(Given records)
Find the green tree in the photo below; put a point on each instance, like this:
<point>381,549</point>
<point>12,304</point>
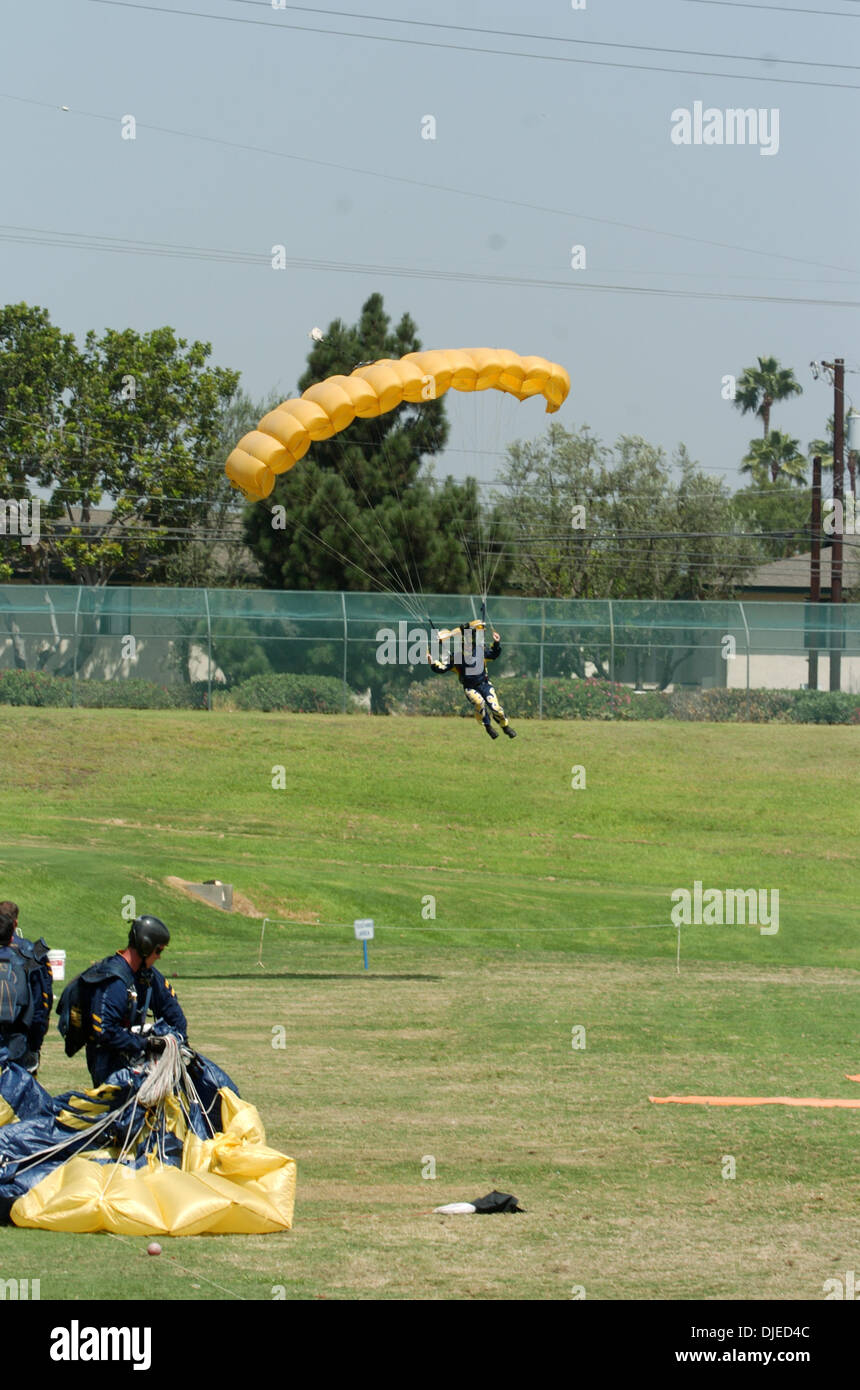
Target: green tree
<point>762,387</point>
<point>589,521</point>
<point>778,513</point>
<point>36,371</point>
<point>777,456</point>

--

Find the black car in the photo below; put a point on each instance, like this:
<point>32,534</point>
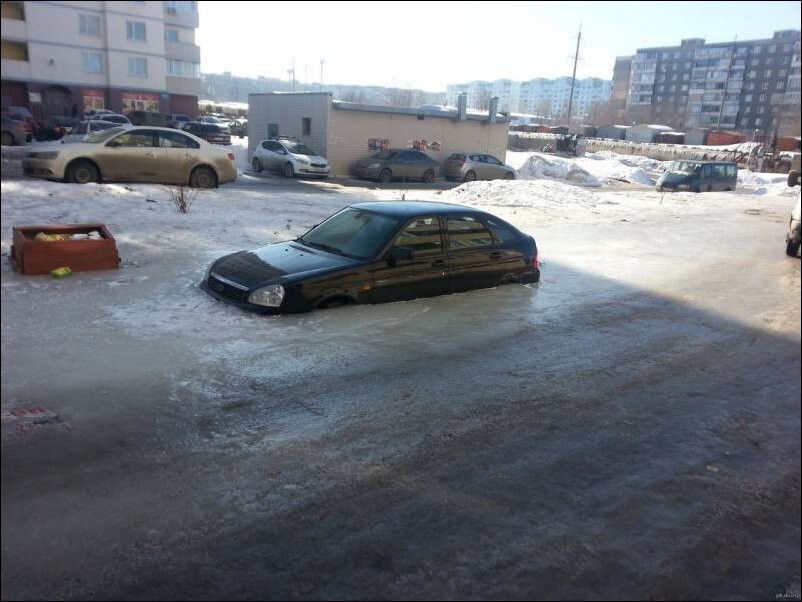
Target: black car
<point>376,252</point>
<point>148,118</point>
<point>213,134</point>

(Directive)
Copy out every line from the one that contains "Find the black" through the one that contains "<point>213,134</point>", keeping the requests and shifting each coordinate in the answer points up by 78. Leave the pictures out.

(Task output)
Find the black car in the photo below; put a point on each instance, like this:
<point>32,534</point>
Target: black car
<point>454,330</point>
<point>226,196</point>
<point>291,212</point>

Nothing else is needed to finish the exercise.